What you are asked to do:
Count the lines in the records below that contain the word "steel", and give only that number.

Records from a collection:
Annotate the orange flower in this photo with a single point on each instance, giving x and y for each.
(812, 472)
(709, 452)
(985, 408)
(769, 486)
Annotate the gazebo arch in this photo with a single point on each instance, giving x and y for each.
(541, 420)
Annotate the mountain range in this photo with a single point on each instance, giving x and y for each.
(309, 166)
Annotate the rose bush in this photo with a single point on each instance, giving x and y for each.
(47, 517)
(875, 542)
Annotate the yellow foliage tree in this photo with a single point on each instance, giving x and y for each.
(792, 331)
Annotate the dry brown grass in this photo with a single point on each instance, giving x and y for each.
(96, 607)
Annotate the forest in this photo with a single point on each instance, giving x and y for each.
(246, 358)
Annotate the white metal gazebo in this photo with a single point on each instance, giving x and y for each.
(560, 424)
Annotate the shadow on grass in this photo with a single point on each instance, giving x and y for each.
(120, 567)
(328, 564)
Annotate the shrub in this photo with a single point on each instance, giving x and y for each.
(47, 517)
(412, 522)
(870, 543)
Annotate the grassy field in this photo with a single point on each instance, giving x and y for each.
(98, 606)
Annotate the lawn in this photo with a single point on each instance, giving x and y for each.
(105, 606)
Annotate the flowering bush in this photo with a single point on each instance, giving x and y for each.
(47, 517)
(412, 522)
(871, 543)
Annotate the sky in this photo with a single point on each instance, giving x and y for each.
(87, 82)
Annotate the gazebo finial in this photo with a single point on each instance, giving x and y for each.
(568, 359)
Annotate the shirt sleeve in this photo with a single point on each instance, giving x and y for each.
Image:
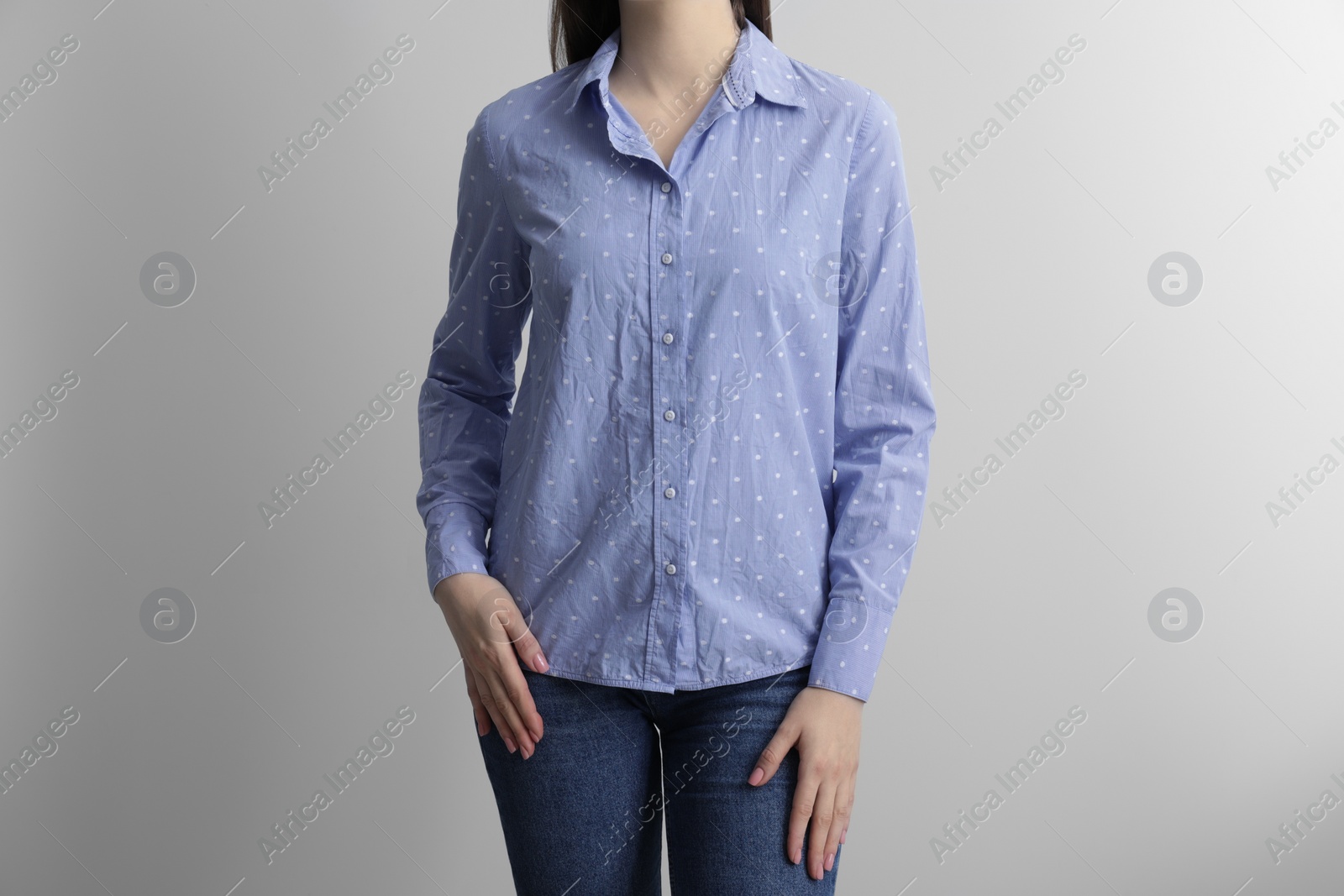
(467, 396)
(885, 411)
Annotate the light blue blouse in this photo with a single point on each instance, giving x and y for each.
(716, 464)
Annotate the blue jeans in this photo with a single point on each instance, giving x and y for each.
(584, 815)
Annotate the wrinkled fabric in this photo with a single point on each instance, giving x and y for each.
(712, 466)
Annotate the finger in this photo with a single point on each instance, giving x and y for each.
(804, 801)
(495, 711)
(526, 647)
(530, 652)
(844, 805)
(823, 815)
(521, 698)
(483, 718)
(506, 689)
(773, 754)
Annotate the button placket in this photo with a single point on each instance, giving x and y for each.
(669, 311)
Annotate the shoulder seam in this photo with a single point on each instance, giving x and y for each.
(853, 149)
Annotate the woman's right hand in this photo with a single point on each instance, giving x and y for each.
(491, 636)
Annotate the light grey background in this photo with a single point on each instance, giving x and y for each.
(311, 297)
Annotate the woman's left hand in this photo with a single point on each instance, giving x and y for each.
(824, 727)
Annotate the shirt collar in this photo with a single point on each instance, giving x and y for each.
(759, 67)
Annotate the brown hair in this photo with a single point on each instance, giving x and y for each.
(578, 27)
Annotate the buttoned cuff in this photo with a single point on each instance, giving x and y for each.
(454, 542)
(850, 647)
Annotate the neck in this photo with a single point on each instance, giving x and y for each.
(665, 45)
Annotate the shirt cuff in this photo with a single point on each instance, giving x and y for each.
(850, 647)
(454, 542)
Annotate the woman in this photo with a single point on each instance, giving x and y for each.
(705, 499)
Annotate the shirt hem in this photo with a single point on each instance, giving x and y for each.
(659, 687)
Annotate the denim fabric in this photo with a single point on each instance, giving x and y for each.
(584, 815)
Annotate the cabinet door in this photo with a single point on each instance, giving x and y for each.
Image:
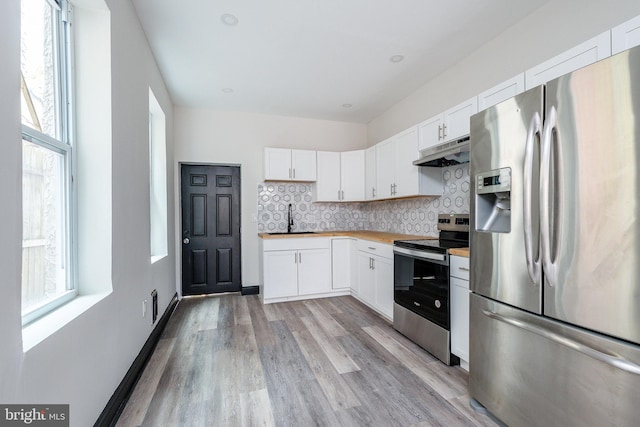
(457, 119)
(370, 177)
(459, 267)
(430, 132)
(342, 258)
(366, 279)
(385, 165)
(303, 163)
(277, 164)
(328, 177)
(352, 175)
(580, 56)
(314, 271)
(502, 92)
(625, 36)
(280, 274)
(459, 292)
(383, 271)
(406, 176)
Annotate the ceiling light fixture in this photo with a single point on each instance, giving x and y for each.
(229, 19)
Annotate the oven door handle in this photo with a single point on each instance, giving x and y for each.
(419, 254)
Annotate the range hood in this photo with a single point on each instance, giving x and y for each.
(447, 154)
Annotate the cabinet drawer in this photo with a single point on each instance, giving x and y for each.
(459, 267)
(376, 248)
(296, 243)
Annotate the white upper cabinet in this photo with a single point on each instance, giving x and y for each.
(303, 164)
(396, 174)
(505, 90)
(406, 174)
(370, 177)
(385, 168)
(451, 125)
(430, 132)
(328, 177)
(352, 175)
(277, 164)
(457, 119)
(284, 164)
(340, 176)
(586, 53)
(625, 36)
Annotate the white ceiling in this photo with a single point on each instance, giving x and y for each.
(307, 58)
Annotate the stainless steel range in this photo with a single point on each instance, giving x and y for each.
(421, 309)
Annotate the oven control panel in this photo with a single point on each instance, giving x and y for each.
(453, 222)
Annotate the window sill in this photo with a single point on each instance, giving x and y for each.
(39, 330)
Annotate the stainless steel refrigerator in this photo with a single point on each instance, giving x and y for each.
(555, 251)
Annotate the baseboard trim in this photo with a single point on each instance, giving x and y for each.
(116, 404)
(250, 290)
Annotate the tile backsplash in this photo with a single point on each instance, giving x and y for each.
(416, 215)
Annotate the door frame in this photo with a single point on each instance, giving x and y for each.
(178, 213)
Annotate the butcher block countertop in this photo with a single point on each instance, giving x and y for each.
(460, 252)
(376, 236)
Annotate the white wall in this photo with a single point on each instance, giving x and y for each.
(555, 27)
(84, 361)
(208, 136)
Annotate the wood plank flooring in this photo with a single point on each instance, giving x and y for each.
(231, 361)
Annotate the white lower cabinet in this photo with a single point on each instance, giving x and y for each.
(459, 293)
(294, 268)
(280, 274)
(312, 267)
(343, 254)
(314, 271)
(375, 276)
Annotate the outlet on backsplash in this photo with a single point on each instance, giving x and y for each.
(412, 216)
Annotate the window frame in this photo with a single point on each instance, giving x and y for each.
(64, 145)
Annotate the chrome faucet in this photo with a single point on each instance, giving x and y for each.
(289, 220)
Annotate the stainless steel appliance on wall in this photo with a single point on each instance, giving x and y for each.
(555, 260)
(421, 309)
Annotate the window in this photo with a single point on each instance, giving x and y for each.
(47, 157)
(157, 179)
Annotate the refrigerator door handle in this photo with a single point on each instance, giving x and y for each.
(548, 133)
(533, 261)
(601, 355)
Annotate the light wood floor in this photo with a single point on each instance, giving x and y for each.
(231, 361)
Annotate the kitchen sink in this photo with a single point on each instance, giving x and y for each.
(293, 232)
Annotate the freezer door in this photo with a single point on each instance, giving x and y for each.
(505, 265)
(532, 371)
(590, 187)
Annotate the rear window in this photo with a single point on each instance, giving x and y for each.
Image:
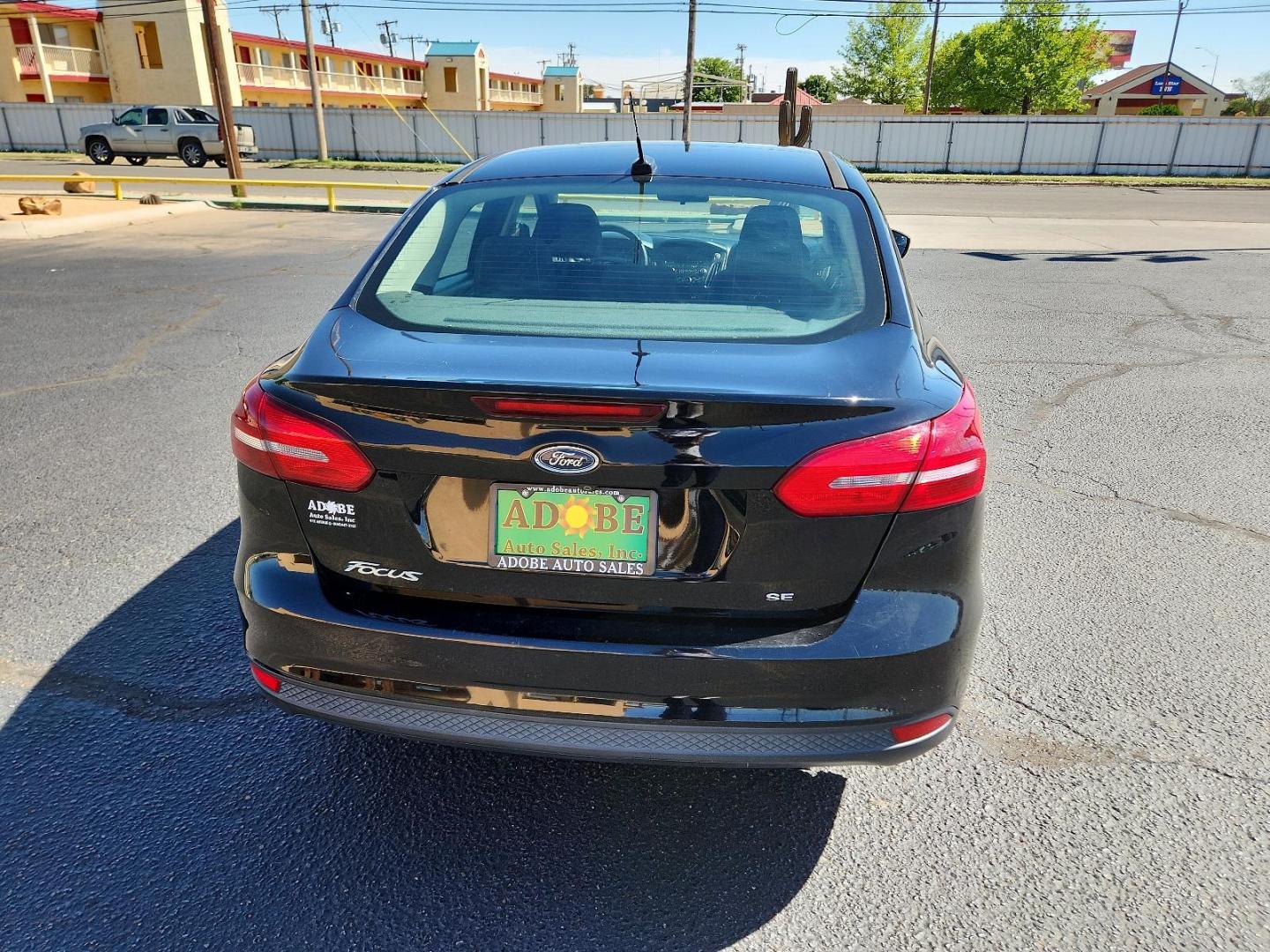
(681, 259)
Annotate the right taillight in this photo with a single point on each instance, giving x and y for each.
(923, 466)
(274, 438)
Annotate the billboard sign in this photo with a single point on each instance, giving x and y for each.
(1119, 48)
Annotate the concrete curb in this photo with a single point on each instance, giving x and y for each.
(29, 227)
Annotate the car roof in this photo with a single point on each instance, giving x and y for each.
(713, 160)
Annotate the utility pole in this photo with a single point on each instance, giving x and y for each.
(314, 84)
(386, 37)
(221, 84)
(1215, 57)
(277, 17)
(1169, 66)
(689, 71)
(930, 60)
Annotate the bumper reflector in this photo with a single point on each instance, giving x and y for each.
(265, 681)
(921, 730)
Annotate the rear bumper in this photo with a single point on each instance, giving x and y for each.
(897, 658)
(605, 739)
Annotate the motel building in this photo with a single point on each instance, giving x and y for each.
(1129, 93)
(155, 52)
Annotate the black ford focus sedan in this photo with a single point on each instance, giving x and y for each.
(620, 456)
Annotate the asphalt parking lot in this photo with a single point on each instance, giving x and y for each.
(1106, 787)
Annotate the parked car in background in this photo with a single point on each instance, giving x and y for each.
(624, 460)
(146, 132)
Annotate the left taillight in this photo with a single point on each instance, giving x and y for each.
(923, 466)
(273, 438)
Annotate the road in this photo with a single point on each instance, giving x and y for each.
(1106, 786)
(1085, 202)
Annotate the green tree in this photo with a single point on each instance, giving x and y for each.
(884, 57)
(707, 92)
(1035, 58)
(819, 86)
(1255, 100)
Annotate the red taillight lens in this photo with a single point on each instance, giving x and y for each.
(908, 733)
(519, 409)
(862, 478)
(957, 462)
(270, 682)
(923, 466)
(280, 441)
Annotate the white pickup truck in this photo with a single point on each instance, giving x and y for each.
(146, 132)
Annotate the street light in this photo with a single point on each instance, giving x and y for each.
(1214, 63)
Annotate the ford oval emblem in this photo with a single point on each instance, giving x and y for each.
(564, 460)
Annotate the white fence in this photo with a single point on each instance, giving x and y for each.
(997, 144)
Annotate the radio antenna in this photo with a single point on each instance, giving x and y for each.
(641, 169)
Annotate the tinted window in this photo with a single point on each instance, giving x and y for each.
(192, 115)
(683, 259)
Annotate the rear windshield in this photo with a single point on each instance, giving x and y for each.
(683, 259)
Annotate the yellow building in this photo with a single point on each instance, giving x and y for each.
(51, 54)
(155, 52)
(273, 71)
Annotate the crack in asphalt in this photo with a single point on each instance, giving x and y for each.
(1117, 752)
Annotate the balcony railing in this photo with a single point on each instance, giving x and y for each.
(508, 95)
(286, 78)
(63, 60)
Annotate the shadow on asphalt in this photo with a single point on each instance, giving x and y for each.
(1104, 257)
(153, 799)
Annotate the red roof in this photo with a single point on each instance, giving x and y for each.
(335, 49)
(514, 78)
(69, 13)
(800, 98)
(1138, 80)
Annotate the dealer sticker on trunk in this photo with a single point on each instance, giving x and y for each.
(573, 530)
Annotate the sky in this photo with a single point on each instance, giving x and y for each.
(616, 46)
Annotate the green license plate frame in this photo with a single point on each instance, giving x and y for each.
(545, 531)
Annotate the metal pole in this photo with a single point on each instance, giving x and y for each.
(1169, 65)
(1252, 149)
(221, 80)
(689, 71)
(314, 83)
(1177, 140)
(61, 126)
(1097, 149)
(930, 58)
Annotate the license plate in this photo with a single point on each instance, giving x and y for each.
(572, 530)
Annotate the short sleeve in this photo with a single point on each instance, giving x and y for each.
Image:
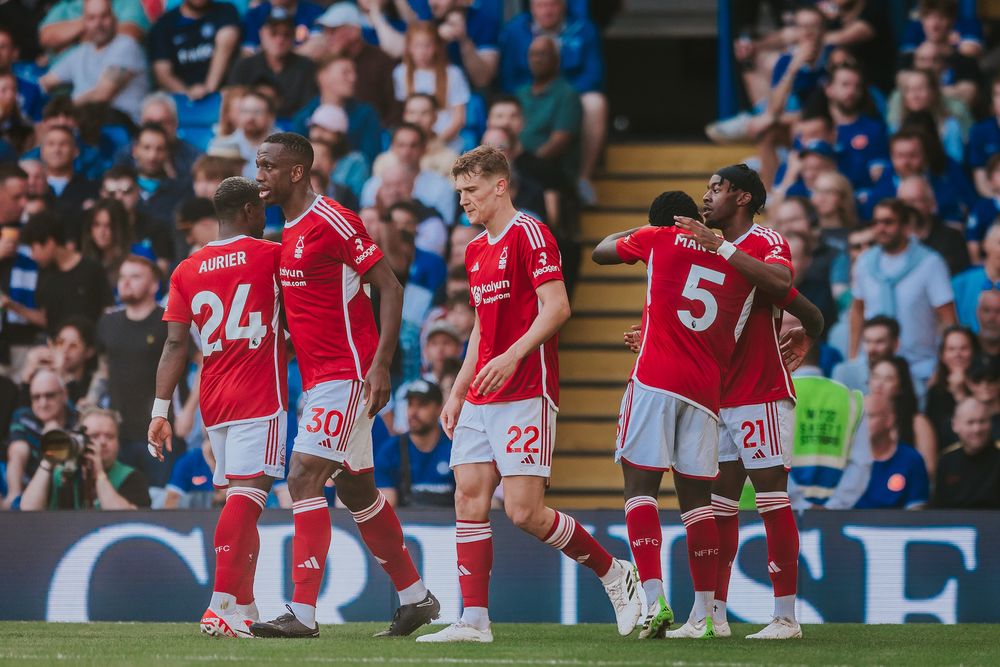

Task response:
3